■ Requirement
Convert every line of the material below into a JSON list of strings, one string per line, leaving out blank lines.

■ Material for this task

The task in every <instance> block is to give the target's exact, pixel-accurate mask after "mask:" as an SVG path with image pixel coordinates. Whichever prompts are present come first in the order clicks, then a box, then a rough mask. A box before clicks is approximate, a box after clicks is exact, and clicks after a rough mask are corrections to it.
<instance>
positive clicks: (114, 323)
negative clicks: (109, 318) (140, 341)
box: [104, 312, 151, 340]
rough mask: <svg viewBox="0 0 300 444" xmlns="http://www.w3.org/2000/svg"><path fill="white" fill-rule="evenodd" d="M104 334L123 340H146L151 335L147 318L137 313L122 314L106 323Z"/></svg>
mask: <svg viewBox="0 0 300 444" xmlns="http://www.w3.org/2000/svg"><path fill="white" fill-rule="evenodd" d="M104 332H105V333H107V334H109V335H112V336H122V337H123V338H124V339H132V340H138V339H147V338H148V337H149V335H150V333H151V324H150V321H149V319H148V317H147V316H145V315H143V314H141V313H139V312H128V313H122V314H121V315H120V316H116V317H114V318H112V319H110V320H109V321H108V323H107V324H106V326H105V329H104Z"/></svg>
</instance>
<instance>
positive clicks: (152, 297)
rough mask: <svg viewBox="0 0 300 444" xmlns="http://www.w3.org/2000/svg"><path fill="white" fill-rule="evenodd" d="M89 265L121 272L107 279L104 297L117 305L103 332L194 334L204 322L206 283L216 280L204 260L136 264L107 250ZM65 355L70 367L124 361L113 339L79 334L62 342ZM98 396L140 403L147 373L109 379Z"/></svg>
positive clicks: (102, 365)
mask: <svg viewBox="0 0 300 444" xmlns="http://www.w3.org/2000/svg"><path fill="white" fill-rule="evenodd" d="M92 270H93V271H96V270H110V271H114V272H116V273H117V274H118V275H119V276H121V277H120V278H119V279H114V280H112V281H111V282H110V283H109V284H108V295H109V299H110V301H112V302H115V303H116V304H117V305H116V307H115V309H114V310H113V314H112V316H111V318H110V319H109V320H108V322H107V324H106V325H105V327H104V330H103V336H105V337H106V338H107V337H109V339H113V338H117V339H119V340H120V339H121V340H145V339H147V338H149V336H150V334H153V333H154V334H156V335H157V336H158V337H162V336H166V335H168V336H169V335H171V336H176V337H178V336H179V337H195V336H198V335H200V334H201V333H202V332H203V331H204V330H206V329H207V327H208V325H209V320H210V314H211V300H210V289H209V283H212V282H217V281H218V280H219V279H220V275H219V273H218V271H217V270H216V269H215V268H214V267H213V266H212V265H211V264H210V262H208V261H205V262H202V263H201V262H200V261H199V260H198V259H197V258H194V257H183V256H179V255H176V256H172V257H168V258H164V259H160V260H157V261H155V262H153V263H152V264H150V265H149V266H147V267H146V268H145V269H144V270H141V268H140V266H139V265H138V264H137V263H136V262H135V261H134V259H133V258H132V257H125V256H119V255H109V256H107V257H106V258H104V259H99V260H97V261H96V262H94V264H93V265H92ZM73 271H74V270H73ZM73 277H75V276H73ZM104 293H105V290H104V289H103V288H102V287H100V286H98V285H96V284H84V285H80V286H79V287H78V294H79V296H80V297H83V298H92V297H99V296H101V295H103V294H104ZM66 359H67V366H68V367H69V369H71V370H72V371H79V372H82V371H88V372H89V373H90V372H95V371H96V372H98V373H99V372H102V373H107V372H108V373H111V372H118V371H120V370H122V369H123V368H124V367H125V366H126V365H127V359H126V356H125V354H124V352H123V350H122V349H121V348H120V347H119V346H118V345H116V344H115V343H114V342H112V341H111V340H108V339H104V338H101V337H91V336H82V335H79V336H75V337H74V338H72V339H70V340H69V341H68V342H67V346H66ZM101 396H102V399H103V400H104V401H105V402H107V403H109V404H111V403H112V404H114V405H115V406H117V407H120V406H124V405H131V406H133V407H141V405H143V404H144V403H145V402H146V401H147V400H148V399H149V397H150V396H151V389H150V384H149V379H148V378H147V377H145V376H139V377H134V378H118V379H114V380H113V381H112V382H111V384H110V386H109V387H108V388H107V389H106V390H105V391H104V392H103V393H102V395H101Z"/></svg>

■ Task answer
[
  "The task in every <instance> block is to give the target's exact, pixel-accurate mask after \"mask:\" as an SVG path with image pixel coordinates. Whichever prompts are present come first in the order clicks, then a box, then a rough mask. A box before clicks is approximate, a box after clicks is exact, and clicks after a rough mask are corrections to it.",
  "<instance>",
  "positive clicks: (114, 323)",
  "negative clicks: (109, 318) (140, 341)",
  "box: [104, 312, 151, 340]",
  "rough mask: <svg viewBox=\"0 0 300 444\" xmlns=\"http://www.w3.org/2000/svg\"><path fill=\"white\" fill-rule=\"evenodd\" d=\"M104 334L123 340H146L151 335L147 318L137 313L122 314L106 323Z\"/></svg>",
  "mask: <svg viewBox=\"0 0 300 444\" xmlns=\"http://www.w3.org/2000/svg\"><path fill=\"white\" fill-rule=\"evenodd\" d=\"M104 332H105V333H107V334H109V335H112V336H122V337H123V338H124V339H132V340H138V339H147V338H148V337H149V335H150V333H151V324H150V321H149V319H148V317H147V316H145V315H143V314H141V313H139V312H128V313H122V314H121V315H120V316H116V317H114V318H112V319H110V320H109V321H108V323H107V324H106V326H105V329H104Z\"/></svg>",
  "</instance>",
  "<instance>",
  "positive clicks: (152, 297)",
  "rough mask: <svg viewBox=\"0 0 300 444\" xmlns=\"http://www.w3.org/2000/svg\"><path fill=\"white\" fill-rule=\"evenodd\" d=\"M89 265L121 272L107 279L104 297L117 305L103 332L194 334L204 322L206 283L216 280L204 260L136 264L107 250ZM65 355L70 367L124 361L113 339L79 334L62 342ZM98 396L140 403L147 373L109 379Z\"/></svg>",
  "positive clicks: (102, 365)",
  "mask: <svg viewBox=\"0 0 300 444\" xmlns=\"http://www.w3.org/2000/svg\"><path fill=\"white\" fill-rule=\"evenodd\" d=\"M92 270H93V271H96V270H110V271H114V272H116V273H117V274H118V275H119V276H121V277H120V278H119V279H114V280H112V281H111V282H110V283H109V284H108V295H109V299H110V301H112V302H115V303H116V304H117V305H116V307H115V309H114V310H113V314H112V316H111V318H110V319H109V320H108V322H107V324H106V325H105V327H104V330H103V336H105V337H106V338H107V337H109V339H113V338H117V339H119V340H120V339H121V340H145V339H147V338H149V336H150V334H153V333H154V334H156V335H157V336H158V337H162V336H166V335H168V336H169V335H171V336H176V337H178V336H179V337H195V336H198V335H200V334H201V333H202V332H203V331H204V330H206V329H207V327H208V325H209V320H210V314H211V300H210V289H209V283H212V282H217V281H218V280H219V279H220V275H219V273H218V271H217V270H216V269H215V268H214V267H213V266H212V265H211V264H210V262H208V261H205V262H202V263H201V262H200V261H199V260H198V259H197V258H194V257H183V256H179V255H176V256H172V257H168V258H164V259H160V260H157V261H155V262H153V263H152V264H150V265H149V266H147V267H146V268H145V269H144V270H141V268H140V266H139V265H138V264H137V263H136V262H135V261H134V259H133V258H132V257H125V256H119V255H109V256H107V257H106V258H104V259H99V260H97V261H96V262H94V264H93V265H92ZM73 271H74V270H73ZM73 277H75V276H73ZM104 293H105V290H104V289H103V288H102V287H100V286H98V285H96V284H84V285H80V286H79V287H78V294H79V296H80V297H83V298H92V297H99V296H101V295H103V294H104ZM66 359H67V366H68V367H69V369H71V370H72V371H79V372H82V371H88V372H89V373H90V372H95V371H96V372H98V373H99V372H102V373H107V372H108V373H111V372H118V371H120V370H122V369H123V368H124V367H125V366H126V365H127V359H126V356H125V354H124V352H123V350H122V349H121V348H120V347H119V346H118V345H116V344H115V343H114V342H112V341H111V340H108V339H104V338H101V337H91V336H82V335H79V336H75V337H74V338H72V339H70V340H69V341H68V342H67V346H66ZM101 396H102V399H103V400H104V401H105V402H107V403H109V404H111V403H112V404H114V405H115V406H117V407H120V406H124V405H131V406H133V407H141V405H143V404H144V403H145V402H146V401H147V400H148V399H149V397H150V396H151V389H150V384H149V379H148V378H147V377H145V376H139V377H134V378H118V379H114V380H113V381H112V382H111V384H110V386H109V387H108V388H107V389H106V390H105V391H104V392H103V393H102V395H101Z\"/></svg>"
]